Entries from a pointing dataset
**********
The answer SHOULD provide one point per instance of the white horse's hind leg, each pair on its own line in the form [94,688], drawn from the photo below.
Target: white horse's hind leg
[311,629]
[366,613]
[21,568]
**********
◆ What needs to be done
Update the listing above by replacing each "hind leg" with "rear leg" and keeping everything else the same.

◆ Answer to the problem
The answer SHOULD provide one point per instance of the white horse's rear leg, each pair on its own line in the form [94,688], drawn from the photo below.
Target: white horse's rear leg
[311,629]
[366,613]
[21,568]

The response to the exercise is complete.